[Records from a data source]
------------------------------------
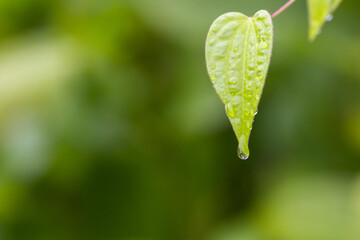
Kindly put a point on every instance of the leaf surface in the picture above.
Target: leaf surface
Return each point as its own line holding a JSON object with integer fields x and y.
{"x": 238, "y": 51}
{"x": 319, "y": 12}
------------------------------------
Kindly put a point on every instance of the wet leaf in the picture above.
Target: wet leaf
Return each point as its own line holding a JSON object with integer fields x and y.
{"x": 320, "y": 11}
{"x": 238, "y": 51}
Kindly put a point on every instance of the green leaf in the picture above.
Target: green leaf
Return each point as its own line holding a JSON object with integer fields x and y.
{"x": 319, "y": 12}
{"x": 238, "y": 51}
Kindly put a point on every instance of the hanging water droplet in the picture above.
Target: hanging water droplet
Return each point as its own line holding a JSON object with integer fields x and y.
------------------------------------
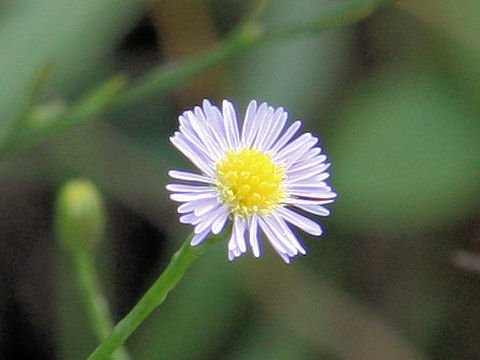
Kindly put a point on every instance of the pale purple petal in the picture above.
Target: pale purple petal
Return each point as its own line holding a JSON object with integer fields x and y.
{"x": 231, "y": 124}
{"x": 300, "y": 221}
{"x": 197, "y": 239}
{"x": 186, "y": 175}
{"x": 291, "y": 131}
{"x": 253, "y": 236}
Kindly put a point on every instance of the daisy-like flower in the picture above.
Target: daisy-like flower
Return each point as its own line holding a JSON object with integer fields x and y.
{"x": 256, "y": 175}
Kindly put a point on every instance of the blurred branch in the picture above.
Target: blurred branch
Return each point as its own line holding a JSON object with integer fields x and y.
------------------------------------
- _The problem_: Count the lines in the entries that contain the word "above". Reply with the number alone.

- _The result_: 7